* WHAT YOU ARE ASKED TO DO: Set down the data below in full and exactly, minus the pictures.

Stored items from a collection:
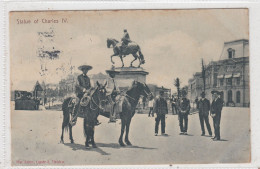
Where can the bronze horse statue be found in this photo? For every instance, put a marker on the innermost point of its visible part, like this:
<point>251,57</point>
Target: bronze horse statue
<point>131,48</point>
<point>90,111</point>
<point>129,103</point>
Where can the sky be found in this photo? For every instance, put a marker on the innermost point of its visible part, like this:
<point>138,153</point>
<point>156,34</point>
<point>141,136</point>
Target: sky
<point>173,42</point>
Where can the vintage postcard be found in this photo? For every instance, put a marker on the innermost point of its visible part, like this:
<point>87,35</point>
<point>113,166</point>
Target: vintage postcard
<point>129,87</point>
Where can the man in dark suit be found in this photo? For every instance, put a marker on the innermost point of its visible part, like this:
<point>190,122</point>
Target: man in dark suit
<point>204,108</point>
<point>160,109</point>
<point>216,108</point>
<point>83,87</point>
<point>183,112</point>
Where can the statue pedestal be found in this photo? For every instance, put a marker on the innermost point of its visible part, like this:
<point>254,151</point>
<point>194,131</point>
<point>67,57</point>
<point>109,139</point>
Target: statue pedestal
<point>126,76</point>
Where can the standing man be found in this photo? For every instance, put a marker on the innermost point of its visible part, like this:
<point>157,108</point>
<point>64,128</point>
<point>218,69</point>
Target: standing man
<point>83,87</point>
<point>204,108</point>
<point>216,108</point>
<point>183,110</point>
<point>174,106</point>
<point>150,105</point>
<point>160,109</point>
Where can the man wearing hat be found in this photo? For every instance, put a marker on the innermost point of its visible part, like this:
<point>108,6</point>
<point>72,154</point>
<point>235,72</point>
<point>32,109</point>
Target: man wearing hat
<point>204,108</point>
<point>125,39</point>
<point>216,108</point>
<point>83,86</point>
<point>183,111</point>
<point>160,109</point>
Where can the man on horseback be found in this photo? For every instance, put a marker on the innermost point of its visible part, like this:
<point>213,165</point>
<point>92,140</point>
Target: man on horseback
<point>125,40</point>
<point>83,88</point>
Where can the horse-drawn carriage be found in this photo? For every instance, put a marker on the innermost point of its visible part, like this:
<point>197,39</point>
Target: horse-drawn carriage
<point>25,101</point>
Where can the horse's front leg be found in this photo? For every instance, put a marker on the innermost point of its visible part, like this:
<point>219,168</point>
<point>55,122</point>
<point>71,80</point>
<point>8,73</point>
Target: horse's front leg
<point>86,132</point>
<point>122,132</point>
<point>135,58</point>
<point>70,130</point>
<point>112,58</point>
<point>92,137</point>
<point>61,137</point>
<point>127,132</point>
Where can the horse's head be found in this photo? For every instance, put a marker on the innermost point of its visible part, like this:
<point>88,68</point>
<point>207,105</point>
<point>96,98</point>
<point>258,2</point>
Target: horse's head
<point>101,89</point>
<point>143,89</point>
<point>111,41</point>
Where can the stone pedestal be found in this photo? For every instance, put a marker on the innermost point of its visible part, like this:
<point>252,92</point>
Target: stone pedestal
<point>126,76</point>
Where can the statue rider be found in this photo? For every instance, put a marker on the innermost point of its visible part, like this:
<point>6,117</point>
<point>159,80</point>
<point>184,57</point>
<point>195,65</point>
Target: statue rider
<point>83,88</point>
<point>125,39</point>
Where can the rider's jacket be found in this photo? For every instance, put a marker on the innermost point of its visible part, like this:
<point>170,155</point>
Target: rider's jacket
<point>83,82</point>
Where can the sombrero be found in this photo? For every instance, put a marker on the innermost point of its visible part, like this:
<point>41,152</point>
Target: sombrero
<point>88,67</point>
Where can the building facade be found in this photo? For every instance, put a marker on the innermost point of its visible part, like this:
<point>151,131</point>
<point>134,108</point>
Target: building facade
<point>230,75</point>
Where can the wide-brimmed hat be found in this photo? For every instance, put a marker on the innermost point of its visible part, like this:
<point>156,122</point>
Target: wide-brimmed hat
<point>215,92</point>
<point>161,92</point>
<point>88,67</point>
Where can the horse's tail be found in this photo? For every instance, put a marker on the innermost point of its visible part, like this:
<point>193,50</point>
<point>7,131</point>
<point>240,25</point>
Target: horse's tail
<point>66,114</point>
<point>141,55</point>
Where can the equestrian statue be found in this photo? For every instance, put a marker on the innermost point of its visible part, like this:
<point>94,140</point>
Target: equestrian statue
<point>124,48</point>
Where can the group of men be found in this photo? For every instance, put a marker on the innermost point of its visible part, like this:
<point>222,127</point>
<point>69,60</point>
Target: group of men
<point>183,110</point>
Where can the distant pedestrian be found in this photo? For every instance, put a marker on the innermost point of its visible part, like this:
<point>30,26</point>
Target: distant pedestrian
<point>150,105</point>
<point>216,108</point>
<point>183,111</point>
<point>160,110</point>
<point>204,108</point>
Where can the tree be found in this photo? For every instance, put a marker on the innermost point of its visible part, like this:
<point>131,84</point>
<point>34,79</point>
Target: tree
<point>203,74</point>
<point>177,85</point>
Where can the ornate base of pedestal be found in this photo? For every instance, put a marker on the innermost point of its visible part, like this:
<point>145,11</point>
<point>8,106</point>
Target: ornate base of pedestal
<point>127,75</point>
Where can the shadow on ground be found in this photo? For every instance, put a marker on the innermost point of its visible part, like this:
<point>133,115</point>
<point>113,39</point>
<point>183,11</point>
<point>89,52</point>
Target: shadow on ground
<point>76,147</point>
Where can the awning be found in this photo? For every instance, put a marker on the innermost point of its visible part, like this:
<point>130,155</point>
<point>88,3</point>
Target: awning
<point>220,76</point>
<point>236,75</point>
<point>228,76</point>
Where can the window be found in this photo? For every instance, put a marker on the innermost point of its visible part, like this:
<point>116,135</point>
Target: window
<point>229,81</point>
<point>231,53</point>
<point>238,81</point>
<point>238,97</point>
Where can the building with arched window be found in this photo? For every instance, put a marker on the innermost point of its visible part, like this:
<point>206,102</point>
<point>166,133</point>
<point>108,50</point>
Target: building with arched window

* ANSWER FOR THIS EXERCISE:
Where can the bronze horse statue be found in this photo? For every instance, put a marker on the innermost point of its visible part, like this:
<point>251,57</point>
Target: bronze horse statue
<point>131,48</point>
<point>90,111</point>
<point>129,103</point>
Where can the sky be found in this photo? For every instance, put a marker on the innermost point of its visible part, like this:
<point>138,153</point>
<point>156,34</point>
<point>141,136</point>
Target: sky
<point>173,42</point>
Where can the vintage postcard be found in this photo? For every instance, put a marker on the innermost point of its visible part, like this:
<point>87,35</point>
<point>113,166</point>
Target: vintage postcard
<point>129,87</point>
Where can the man in dark suit be found in this photo? For every instance, put a marker on the innermost point of its visible part, like this:
<point>190,122</point>
Target: man in dark suit
<point>204,108</point>
<point>160,109</point>
<point>216,108</point>
<point>83,87</point>
<point>183,112</point>
Where can the statue pedestal be found in this photo? For every instance, put a marker on the innermost point of its visible part, like this:
<point>254,151</point>
<point>194,131</point>
<point>67,57</point>
<point>109,139</point>
Target: statue pedestal
<point>126,76</point>
Where can the standing man be found in this photo? For every instance, put a marker on the innermost point of its visible part, like this:
<point>157,108</point>
<point>64,128</point>
<point>218,69</point>
Target: standing man
<point>83,87</point>
<point>204,108</point>
<point>216,108</point>
<point>183,110</point>
<point>174,106</point>
<point>150,105</point>
<point>160,109</point>
Where can the man wearing hat be found in this photo? For every instance, put a marker on the innermost point of its visible part, like this:
<point>108,6</point>
<point>72,154</point>
<point>235,72</point>
<point>32,109</point>
Target: man wearing hat
<point>204,108</point>
<point>125,39</point>
<point>216,108</point>
<point>83,86</point>
<point>183,111</point>
<point>160,109</point>
Where can the man on horseback be found in this photo? For every instance, put a marker on the innermost point of its visible part, like this:
<point>213,165</point>
<point>92,140</point>
Target: man on horseback
<point>125,40</point>
<point>83,88</point>
Where can the horse-drawn carriage be found in this photo? For every instance, put a marker on the innermost point of its visible part, like this:
<point>197,39</point>
Target: horse-drawn carriage
<point>25,101</point>
Where can the horse's front leg be found in this photo? For every instance, put a marker on the innermost point of its visible part, like this:
<point>219,168</point>
<point>55,122</point>
<point>71,80</point>
<point>8,73</point>
Target: horse's front leg
<point>86,132</point>
<point>122,132</point>
<point>135,58</point>
<point>70,130</point>
<point>112,58</point>
<point>92,137</point>
<point>61,137</point>
<point>127,132</point>
Where can the horse's head be found in this photo? For every instance, put a marker on the innermost point of its visible part, like this:
<point>88,68</point>
<point>207,105</point>
<point>96,98</point>
<point>258,2</point>
Target: horse's head
<point>101,89</point>
<point>143,89</point>
<point>111,41</point>
Where can the stone pedestal be found in this photo? For every instance, put a marker on the innermost point of its visible part, like this:
<point>252,92</point>
Target: stone pedestal
<point>126,76</point>
Where can the statue rider be found in this photo? For every instance, put a marker on the innermost point of its visible part, like this:
<point>6,117</point>
<point>159,80</point>
<point>184,57</point>
<point>195,65</point>
Target: statue rider
<point>83,88</point>
<point>125,39</point>
Where can the rider's jacket be found in this photo? For every instance, put a marker on the innermost point of its visible part, like this:
<point>170,155</point>
Target: rider's jacket
<point>83,82</point>
Where can the sombrero be found in this photo? For every instance, put a marker on the innermost point of its visible part, like this:
<point>41,152</point>
Target: sombrero
<point>88,67</point>
Where can the building facade be found in this photo? For every instance, put a marker on the innermost point of its visible part, like this:
<point>151,131</point>
<point>134,108</point>
Target: building facade
<point>230,75</point>
Where can the wide-brimmed hat be found in this photo? For every instance, put a marker on the innermost point of its visible part, like this:
<point>156,122</point>
Target: wide-brimmed hat
<point>215,92</point>
<point>161,92</point>
<point>88,67</point>
Where can the horse's tail be found in this photo? For every instance, put a marker on the innermost point of its visible part, like this:
<point>193,50</point>
<point>7,131</point>
<point>240,25</point>
Target: horse's tail
<point>66,114</point>
<point>141,55</point>
Where can the equestrian statue be found in this photo? For every instance, put a marker on the innermost point of its visible part, like this:
<point>94,140</point>
Target: equestrian statue
<point>124,48</point>
Where can the group of men be found in this photo? For every instance, put a marker on the innermost point of its visible part, like this:
<point>222,127</point>
<point>69,60</point>
Target: group of men
<point>183,110</point>
Where can the distant pedestrian be found in this photo? For every instance, put a marker on the innermost point of its visible part, like this:
<point>30,26</point>
Target: distant pedestrian
<point>150,105</point>
<point>216,108</point>
<point>183,111</point>
<point>160,110</point>
<point>204,108</point>
Where can the tree be found in this photo? For every instance, put a marker on the innermost point of its visible part, like this:
<point>131,84</point>
<point>34,79</point>
Target: tree
<point>203,74</point>
<point>177,85</point>
Where can the ornate base of pedestal be found in this photo? For every instance, put a marker on the innermost point of its visible part, like this:
<point>145,11</point>
<point>8,106</point>
Target: ornate base of pedestal
<point>127,75</point>
Where can the shadow on ground be found in this photo? For every instance, put a marker on the innermost point of its visible part, like this:
<point>133,115</point>
<point>113,39</point>
<point>183,11</point>
<point>89,52</point>
Target: shadow on ground
<point>76,147</point>
Where can the awning be found in this photo? For every instance, put a marker on the innermost point of its visible part, like this:
<point>130,155</point>
<point>88,3</point>
Target: awning
<point>220,76</point>
<point>236,75</point>
<point>228,76</point>
Where can the window be found in this photo? For every instance, put a marker on the innermost point of its visible part, like this:
<point>116,135</point>
Target: window
<point>229,81</point>
<point>231,53</point>
<point>238,81</point>
<point>238,97</point>
Where can the building with arched window be found in this photo? For every instance, put a marker on the innermost point of its visible part, like this:
<point>206,102</point>
<point>166,133</point>
<point>108,50</point>
Target: building with arched window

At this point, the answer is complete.